● **AIM OF THE EXERCISE**
Extract every line of the items that contains the string "trace" and copy each such line in full.

● **MATERIAL FOR THE TASK**

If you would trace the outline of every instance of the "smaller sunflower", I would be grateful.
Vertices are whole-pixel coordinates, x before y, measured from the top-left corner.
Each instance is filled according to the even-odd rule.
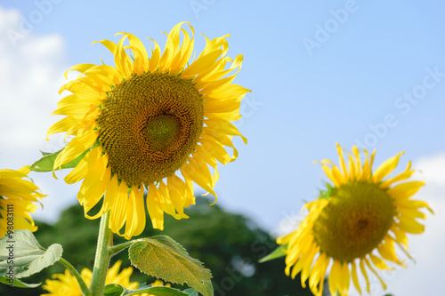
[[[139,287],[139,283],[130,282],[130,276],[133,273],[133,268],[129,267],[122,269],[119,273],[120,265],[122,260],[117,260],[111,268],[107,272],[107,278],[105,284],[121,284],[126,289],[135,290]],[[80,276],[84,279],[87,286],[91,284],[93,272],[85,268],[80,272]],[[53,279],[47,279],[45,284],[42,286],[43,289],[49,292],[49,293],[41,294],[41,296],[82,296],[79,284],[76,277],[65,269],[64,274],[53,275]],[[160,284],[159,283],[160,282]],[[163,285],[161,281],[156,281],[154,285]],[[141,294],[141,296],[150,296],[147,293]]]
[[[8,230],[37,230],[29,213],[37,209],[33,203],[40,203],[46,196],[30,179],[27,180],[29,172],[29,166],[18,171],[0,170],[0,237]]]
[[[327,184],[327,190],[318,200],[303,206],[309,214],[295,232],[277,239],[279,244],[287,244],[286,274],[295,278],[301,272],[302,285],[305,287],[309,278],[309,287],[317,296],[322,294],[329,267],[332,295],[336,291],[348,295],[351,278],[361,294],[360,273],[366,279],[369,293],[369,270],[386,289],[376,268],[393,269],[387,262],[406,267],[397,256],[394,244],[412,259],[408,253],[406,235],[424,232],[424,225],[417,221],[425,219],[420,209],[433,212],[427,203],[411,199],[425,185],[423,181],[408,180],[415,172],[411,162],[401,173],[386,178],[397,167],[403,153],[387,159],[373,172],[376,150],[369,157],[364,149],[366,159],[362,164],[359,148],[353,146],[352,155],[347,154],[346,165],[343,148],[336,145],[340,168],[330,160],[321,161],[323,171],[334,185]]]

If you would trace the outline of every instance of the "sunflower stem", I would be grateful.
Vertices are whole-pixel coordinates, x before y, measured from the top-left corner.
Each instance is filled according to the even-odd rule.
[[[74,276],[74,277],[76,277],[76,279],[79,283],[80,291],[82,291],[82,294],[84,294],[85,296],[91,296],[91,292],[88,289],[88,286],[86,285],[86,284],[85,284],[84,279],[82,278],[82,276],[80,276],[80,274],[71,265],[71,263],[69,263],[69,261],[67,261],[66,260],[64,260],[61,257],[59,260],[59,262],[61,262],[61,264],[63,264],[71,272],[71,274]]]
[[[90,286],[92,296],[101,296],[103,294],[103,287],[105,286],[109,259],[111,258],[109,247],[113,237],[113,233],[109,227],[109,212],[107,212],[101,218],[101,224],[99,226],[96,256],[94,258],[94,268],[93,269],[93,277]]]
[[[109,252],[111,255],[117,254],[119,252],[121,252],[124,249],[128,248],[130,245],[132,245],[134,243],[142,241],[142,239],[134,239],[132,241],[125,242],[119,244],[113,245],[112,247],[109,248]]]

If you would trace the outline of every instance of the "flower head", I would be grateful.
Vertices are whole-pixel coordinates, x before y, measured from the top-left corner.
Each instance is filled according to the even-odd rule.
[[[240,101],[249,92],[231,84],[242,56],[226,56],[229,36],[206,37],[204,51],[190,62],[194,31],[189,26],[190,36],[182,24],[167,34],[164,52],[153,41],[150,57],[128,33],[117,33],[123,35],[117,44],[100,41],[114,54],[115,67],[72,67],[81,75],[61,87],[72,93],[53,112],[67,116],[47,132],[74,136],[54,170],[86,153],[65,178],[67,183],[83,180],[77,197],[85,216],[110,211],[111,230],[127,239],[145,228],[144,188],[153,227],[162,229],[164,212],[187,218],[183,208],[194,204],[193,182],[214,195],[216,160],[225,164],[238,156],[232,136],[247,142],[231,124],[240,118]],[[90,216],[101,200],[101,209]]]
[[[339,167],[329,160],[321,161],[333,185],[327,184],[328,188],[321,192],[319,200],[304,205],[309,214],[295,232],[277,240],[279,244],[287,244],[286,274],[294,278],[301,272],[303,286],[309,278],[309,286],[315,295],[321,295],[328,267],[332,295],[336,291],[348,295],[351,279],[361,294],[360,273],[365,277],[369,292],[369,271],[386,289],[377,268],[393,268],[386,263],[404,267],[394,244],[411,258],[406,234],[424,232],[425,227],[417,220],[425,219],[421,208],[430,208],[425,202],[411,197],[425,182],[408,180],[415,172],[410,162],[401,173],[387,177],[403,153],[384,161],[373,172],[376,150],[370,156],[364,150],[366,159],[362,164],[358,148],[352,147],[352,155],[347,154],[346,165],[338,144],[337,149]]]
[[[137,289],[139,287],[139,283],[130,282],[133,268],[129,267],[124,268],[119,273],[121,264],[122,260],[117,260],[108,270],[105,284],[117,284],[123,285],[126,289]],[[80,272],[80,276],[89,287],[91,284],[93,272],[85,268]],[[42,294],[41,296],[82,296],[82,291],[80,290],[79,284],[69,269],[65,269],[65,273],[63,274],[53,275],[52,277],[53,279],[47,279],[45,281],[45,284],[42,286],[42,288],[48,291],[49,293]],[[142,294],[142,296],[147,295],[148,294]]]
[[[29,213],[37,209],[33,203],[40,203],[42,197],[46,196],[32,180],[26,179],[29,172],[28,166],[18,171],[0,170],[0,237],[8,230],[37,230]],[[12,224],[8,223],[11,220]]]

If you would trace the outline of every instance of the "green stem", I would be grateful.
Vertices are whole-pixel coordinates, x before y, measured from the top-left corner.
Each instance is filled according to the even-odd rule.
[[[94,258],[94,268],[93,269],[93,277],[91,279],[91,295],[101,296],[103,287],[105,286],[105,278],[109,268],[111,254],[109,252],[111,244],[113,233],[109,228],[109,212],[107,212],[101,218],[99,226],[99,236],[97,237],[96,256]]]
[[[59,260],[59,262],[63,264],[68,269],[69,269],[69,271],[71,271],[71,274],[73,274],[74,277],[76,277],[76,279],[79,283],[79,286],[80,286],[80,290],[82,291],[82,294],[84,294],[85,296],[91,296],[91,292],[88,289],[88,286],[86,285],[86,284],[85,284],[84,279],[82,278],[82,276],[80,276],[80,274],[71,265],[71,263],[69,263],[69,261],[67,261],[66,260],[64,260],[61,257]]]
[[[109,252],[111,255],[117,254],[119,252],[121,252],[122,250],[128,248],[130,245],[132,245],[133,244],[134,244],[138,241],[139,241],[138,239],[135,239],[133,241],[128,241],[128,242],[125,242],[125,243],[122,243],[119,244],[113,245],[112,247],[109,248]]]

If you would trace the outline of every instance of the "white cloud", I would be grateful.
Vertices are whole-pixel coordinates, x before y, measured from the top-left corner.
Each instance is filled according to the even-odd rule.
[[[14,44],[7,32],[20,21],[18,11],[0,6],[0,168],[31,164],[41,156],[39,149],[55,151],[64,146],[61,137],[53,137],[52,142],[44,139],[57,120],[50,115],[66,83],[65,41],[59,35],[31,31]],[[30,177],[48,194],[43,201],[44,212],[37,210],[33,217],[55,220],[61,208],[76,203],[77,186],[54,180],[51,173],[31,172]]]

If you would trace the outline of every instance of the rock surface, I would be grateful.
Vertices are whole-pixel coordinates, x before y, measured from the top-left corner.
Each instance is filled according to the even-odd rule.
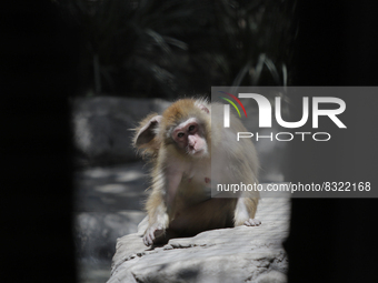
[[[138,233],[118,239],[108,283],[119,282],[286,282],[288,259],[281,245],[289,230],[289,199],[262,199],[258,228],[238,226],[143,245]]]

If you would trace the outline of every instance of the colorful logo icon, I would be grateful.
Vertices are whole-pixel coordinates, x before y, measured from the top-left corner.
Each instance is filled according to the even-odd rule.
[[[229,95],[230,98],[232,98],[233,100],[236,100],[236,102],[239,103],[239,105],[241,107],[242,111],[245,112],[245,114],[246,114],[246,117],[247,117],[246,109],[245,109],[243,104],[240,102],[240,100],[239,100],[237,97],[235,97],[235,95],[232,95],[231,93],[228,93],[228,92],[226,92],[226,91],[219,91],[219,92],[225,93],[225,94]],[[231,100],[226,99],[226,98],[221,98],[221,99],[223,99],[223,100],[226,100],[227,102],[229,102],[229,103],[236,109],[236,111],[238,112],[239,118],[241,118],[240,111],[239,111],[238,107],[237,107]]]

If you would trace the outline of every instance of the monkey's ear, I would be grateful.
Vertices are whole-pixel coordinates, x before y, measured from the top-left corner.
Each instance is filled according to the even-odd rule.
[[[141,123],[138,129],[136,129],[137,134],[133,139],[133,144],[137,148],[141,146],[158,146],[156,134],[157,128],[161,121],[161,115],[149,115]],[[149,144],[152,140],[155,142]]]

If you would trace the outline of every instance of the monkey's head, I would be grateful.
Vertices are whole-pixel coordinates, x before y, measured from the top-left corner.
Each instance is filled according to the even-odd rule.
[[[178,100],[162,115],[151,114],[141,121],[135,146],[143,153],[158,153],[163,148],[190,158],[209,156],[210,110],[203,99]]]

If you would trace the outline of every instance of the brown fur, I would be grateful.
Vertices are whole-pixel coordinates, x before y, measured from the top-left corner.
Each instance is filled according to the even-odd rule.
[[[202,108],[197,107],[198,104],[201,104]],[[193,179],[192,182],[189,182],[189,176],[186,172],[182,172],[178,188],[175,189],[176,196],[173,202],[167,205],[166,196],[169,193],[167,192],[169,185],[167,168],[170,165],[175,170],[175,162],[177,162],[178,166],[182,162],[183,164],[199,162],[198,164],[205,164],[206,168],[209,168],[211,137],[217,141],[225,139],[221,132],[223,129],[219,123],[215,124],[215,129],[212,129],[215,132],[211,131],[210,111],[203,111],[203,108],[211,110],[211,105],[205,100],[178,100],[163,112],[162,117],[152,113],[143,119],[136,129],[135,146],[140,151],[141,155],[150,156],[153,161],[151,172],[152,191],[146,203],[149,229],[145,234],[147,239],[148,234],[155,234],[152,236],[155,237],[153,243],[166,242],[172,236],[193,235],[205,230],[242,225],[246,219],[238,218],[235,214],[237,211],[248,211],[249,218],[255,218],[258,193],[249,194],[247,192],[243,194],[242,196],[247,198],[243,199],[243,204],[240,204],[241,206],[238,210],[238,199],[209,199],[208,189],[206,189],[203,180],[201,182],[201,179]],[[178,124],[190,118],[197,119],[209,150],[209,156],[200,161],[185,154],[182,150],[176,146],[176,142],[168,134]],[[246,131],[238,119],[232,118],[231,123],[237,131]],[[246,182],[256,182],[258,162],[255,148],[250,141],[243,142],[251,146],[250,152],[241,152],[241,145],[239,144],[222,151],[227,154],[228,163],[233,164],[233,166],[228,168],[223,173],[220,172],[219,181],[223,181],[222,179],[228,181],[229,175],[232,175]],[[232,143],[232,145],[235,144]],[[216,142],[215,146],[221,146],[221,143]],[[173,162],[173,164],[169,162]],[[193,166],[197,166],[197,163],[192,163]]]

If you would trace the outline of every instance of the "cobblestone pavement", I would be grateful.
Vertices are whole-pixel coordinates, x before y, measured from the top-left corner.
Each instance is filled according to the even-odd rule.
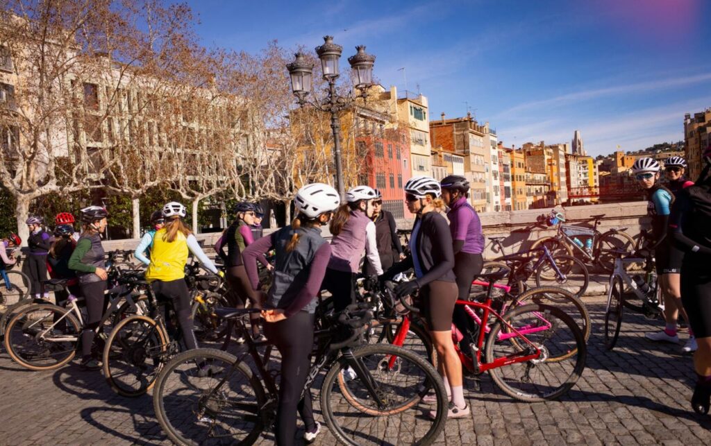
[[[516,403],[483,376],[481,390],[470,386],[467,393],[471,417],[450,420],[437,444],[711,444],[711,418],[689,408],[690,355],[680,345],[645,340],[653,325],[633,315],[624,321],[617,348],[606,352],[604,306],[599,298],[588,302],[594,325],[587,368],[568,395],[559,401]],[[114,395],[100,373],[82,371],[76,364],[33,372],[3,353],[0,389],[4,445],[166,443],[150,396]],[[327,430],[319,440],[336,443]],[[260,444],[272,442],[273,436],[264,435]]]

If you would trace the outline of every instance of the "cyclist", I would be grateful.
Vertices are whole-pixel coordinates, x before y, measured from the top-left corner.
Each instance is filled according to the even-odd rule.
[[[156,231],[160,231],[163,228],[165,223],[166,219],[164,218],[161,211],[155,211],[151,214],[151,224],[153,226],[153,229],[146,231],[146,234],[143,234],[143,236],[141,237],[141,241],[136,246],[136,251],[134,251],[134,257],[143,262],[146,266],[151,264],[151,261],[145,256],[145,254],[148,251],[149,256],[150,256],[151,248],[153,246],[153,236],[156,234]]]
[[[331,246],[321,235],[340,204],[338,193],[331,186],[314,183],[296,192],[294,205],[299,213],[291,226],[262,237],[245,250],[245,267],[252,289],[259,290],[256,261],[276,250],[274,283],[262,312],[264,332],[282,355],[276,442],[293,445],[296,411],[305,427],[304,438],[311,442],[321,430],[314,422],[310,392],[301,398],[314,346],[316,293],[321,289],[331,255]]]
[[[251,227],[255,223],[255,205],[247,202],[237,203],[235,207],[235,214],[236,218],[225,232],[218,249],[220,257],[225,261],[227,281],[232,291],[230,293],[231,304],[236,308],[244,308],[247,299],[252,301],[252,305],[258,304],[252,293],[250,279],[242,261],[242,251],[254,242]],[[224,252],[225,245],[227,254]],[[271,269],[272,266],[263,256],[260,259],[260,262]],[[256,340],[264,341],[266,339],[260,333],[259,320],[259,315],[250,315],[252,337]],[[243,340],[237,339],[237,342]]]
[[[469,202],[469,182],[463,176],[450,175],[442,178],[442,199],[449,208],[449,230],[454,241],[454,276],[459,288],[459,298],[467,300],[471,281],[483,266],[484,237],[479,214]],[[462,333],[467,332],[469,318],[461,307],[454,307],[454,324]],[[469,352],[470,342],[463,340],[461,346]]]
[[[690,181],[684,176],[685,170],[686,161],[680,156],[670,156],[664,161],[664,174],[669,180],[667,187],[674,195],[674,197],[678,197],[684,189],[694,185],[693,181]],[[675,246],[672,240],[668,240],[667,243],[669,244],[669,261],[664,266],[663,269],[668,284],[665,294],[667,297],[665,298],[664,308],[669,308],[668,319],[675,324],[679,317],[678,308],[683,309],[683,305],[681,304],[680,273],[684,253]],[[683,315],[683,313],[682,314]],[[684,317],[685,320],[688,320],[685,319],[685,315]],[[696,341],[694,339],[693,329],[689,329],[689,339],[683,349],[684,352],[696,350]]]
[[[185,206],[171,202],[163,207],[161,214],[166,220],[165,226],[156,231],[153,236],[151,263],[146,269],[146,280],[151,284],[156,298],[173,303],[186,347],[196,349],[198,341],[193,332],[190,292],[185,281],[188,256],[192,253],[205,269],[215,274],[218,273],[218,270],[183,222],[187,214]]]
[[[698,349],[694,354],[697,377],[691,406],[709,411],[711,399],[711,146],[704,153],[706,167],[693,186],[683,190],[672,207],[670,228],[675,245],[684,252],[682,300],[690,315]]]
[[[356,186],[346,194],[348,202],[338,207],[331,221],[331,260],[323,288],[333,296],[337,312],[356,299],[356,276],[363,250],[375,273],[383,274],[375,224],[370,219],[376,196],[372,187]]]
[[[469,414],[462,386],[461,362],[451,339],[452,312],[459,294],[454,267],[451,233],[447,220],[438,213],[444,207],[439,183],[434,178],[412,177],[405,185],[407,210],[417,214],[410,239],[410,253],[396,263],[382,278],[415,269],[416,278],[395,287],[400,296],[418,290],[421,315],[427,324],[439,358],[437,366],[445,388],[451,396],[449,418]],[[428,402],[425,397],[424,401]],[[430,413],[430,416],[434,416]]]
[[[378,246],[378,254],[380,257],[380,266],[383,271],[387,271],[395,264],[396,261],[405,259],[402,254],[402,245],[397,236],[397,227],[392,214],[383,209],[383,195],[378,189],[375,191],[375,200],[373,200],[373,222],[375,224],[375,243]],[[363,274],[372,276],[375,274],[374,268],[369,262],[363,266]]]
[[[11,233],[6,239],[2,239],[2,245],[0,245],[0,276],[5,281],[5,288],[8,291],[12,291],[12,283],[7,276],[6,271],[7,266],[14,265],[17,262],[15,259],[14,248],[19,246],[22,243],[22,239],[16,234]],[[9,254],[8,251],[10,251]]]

● **COMPLETE ANSWER**
If you would trace the outline of every instance of the "smaller sunflower", I would be grateful.
If you would trace the outline of every instance of the "sunflower stem", I would be grateful.
If you would trace the outline of every instance of the "flower head", I would be grateful.
If you would trace the outline of every instance of the "green stem", I would be grateful.
If you would trace the outline of every instance of the "white cloud", I would be grateful.
If you would trace the outline of every instance of the rock surface, I would be grateful.
If you would trace the outline of every instance of the colorful logo icon, I would be grateful.
If you would trace the outline of every instance of the monkey's ear, I would be grateful.
If you would trace the outline of every instance of the monkey's head, I would be grateful.
If you would trace the outline of every instance of the brown fur, I would be grateful.
If you would trace the outline of every instance of the "cobblestone pavement", I would be grateful.
If you would trace the outline of every instance of the "cyclist", I would be grateful.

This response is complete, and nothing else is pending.